▸ **PROBLEM**
Go to the line that contains "of the smartphone", then write out that line and all that follow to the end of the listing, exactly and without pictures.

▸ **DATA FOR THIS TASK**
** Begin **

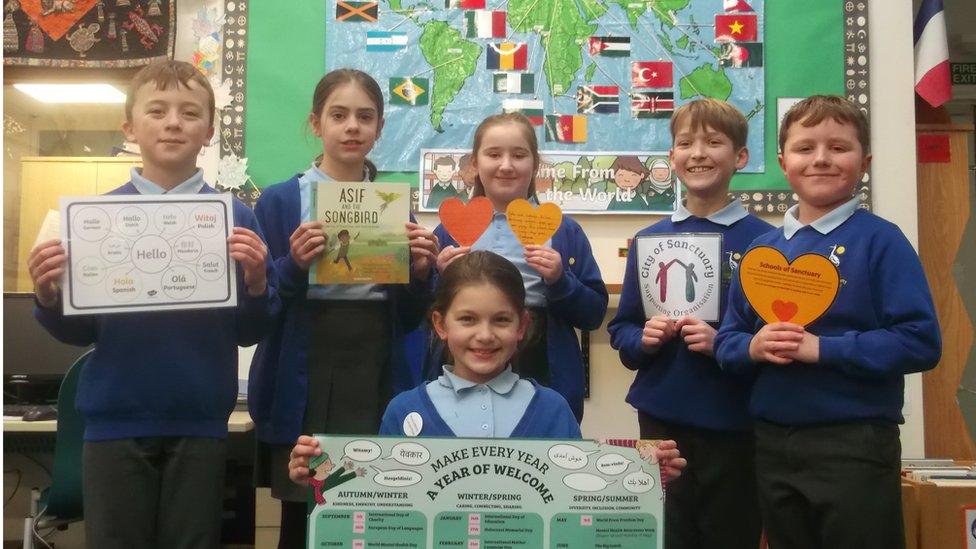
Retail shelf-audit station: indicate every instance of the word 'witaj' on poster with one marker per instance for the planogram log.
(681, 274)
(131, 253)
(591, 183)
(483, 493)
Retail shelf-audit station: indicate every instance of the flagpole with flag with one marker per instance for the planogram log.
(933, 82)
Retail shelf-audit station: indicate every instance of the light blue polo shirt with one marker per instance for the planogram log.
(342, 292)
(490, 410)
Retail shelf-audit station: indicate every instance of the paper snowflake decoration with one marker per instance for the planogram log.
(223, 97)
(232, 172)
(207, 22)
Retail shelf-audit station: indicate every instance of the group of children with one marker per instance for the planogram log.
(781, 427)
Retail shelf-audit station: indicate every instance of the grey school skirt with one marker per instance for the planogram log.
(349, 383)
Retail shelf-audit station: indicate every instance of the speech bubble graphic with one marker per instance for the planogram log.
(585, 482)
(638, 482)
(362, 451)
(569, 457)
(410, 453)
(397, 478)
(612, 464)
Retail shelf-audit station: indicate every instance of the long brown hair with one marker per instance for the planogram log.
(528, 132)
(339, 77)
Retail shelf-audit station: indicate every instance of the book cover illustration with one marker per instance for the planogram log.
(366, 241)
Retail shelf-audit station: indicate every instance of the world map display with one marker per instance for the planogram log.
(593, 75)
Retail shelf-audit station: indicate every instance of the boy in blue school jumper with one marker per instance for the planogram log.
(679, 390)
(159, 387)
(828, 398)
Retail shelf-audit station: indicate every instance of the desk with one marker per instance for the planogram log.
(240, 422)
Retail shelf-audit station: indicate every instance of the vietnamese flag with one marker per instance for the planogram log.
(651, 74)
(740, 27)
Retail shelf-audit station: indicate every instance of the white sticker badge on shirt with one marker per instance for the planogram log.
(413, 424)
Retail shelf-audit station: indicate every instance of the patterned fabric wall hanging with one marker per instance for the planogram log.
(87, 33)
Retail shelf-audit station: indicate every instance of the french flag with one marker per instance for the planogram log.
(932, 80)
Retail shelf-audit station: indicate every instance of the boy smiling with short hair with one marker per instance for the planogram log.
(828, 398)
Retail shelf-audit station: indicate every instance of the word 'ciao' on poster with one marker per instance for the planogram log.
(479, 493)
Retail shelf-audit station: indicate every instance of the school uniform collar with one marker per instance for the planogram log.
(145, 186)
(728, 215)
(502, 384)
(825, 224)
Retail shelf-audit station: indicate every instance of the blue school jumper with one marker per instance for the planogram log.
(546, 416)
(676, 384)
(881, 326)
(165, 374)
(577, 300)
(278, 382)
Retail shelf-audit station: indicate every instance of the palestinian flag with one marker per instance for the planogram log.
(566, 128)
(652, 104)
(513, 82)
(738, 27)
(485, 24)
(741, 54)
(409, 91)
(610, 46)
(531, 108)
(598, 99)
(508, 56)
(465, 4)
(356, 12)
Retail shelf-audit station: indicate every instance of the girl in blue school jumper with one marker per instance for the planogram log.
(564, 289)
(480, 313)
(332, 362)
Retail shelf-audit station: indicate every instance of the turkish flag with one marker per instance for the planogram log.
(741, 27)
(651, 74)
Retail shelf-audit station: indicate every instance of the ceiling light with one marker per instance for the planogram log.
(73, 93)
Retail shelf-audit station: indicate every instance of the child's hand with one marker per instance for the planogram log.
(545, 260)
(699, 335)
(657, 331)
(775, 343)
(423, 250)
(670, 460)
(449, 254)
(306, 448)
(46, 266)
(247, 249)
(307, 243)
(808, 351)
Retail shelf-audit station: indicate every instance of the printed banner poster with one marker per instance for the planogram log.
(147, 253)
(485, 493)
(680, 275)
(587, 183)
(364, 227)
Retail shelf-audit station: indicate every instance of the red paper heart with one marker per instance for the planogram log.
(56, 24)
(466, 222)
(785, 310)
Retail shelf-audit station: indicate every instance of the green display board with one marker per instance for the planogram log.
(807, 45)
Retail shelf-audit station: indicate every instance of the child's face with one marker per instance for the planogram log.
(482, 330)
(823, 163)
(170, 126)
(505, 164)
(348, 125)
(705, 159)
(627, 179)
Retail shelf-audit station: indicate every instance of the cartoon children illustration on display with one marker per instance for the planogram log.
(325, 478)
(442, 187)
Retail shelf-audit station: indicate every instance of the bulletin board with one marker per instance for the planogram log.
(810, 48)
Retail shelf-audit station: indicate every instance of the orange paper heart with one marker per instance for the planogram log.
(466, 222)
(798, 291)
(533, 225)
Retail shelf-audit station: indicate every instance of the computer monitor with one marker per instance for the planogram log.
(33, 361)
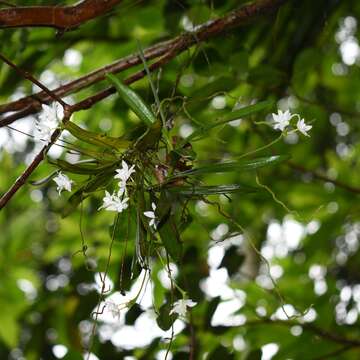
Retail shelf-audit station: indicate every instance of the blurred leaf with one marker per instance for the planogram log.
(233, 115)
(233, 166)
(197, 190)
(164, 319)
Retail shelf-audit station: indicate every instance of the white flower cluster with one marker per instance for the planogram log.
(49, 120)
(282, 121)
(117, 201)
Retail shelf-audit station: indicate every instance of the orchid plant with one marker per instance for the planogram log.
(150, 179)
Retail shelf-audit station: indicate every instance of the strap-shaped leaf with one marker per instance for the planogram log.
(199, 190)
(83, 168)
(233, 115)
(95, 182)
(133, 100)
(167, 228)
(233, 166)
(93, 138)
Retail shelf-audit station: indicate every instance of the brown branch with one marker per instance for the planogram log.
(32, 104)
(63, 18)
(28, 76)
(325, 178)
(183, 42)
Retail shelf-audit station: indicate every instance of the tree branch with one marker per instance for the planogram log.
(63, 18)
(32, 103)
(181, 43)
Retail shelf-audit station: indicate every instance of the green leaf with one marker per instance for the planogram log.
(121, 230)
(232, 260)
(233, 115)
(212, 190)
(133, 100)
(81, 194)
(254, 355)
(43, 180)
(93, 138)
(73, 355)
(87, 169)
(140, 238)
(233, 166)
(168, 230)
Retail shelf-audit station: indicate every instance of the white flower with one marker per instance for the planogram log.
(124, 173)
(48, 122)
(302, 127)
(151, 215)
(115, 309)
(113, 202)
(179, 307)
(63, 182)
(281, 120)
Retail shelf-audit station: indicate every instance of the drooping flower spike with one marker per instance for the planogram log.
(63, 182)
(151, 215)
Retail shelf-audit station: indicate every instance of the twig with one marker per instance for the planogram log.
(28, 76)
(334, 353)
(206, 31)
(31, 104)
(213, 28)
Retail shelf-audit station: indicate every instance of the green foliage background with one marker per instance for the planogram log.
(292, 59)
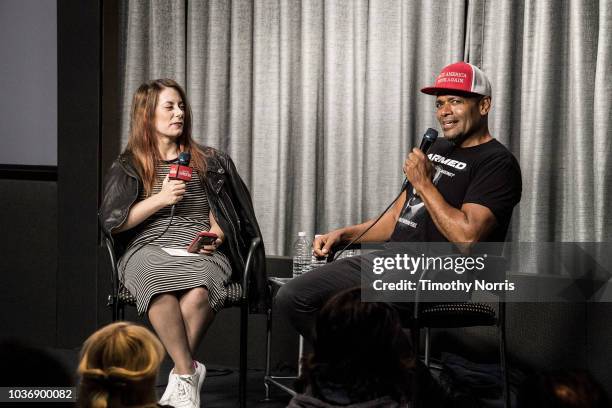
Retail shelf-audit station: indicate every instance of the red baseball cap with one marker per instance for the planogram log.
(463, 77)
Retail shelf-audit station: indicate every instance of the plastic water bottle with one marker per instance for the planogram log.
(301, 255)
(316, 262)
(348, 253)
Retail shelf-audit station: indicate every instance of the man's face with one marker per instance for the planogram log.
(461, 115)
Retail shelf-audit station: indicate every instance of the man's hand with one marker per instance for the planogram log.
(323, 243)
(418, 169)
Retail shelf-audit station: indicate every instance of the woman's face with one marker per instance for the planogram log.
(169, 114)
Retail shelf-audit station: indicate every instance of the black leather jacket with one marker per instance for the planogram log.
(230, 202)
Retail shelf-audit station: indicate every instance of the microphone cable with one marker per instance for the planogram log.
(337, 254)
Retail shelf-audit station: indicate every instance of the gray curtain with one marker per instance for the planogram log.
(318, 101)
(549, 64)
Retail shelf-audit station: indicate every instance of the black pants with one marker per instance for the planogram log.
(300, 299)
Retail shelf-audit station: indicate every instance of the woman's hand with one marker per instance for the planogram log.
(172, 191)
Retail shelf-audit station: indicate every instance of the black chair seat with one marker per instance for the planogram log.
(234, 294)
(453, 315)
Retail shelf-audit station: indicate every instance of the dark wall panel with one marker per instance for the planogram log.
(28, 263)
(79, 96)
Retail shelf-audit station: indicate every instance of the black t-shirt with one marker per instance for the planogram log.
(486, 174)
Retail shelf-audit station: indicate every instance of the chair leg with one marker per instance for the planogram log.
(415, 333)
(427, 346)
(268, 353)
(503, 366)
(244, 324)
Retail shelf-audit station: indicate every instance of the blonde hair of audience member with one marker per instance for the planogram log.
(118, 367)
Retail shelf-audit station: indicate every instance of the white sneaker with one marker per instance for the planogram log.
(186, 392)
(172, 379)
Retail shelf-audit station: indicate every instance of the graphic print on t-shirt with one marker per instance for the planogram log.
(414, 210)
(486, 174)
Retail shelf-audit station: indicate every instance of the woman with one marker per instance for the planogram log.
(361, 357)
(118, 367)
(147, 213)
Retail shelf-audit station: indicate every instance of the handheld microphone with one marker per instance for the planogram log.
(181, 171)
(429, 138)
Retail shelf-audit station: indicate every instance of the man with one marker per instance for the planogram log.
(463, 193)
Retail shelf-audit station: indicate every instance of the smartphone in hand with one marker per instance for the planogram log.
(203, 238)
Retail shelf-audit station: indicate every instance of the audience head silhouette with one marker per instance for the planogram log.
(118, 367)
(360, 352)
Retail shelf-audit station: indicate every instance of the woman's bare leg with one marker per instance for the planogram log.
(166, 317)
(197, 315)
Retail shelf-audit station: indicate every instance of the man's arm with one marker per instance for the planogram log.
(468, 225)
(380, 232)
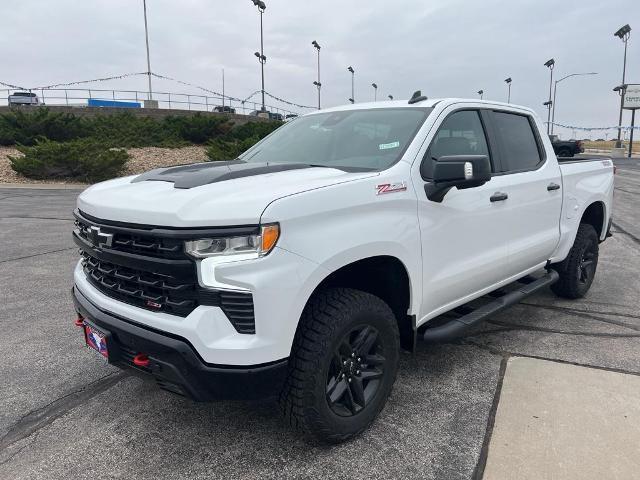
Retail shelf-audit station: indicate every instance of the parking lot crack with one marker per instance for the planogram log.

** End **

▸ **RESULT OF THE EXERCISE**
Retail shelf-audit station: indicate every instance of the smartphone in hand with one marker per instance for the planogram log.
(203, 238)
Retail shelf-audit station: indicate every instance of the audience head silhouette with one marker per instance for the planogram log.
(118, 367)
(360, 352)
Retail shelf-audit station: indicate every instance of the woman's bare leg with one marker per instance for the planogram log.
(166, 317)
(197, 315)
Retail shelf-audit station: indicate every instance of the man's arm with one marker per instance for the planogram log.
(468, 225)
(380, 232)
Retail shelf-audit station: indicate every instance of the parking lot crack with one marker per instance for the planogram log.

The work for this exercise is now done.